▸ **ASSIGNMENT**
In the text about a face spotted on a desk, what formed the face?

(DOCUMENT PASSAGE Opens)

As always, I was minding my own business when something winked at me. This face was created by some hair ties angled on a coaster on my desk. Although there’s no smile, it does have a dimple. Or maybe a beauty mark.
Looking at it more closely, I realized that all the face elements had been there all the time: the App Store and Google Play logos making eyes; the circle as nose, the slot line as mouth. But it never triggered that recognition reaction until I inadvertently added the oval frame of the hair ties.
Neil Diamond sings: “Then I saw her face…..” I think you’ve just demonstrated what happens when we fall in love. There’s this face, this person, who’s been there all along, and then something happens that frames that face in a new way, and you see it for the first time….
Jim T
Jim T – I like it.
Face It!
The title of the portrait show we did out at Debbie’s Framing near Greely in around 2006. Sixty people saw Walter/Bella — over 40 minutes — get “in face” as a drag queen. Then she and two other drag queens did a show.
A little 5-year-old girl sat in front of Walter fascinated. When Walter turned into Bella, the little girl said, “You’re a girl now, for sure!”
It was a day of transformative meeting of evangelical and LGBT — and changed lives.
Barbara – Delightful. I wonder whether that would hold true in other areas, too – that seeing the transition helps with acceptance.
In my youth there were Come As You Are parties when you’d get a phone call and however you were dressed, that’s how you went.
Now I feel that way about a sudden need to go to Emergency — the hospital the final Come As you Are humiliation, if life-saving.
Barbara – A good point. Why our mothers told us to always wear clean and not too-worn underwear.

(DOCUMENT PASSAGE Closes)
(ENTRIES SHOWN Opens)

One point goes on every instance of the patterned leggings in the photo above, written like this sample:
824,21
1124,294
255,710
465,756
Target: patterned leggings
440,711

(ENTRIES SHOWN Closes)

▸ **RESPONSE TO THE TASK**
Hair ties angled on a coaster formed the face.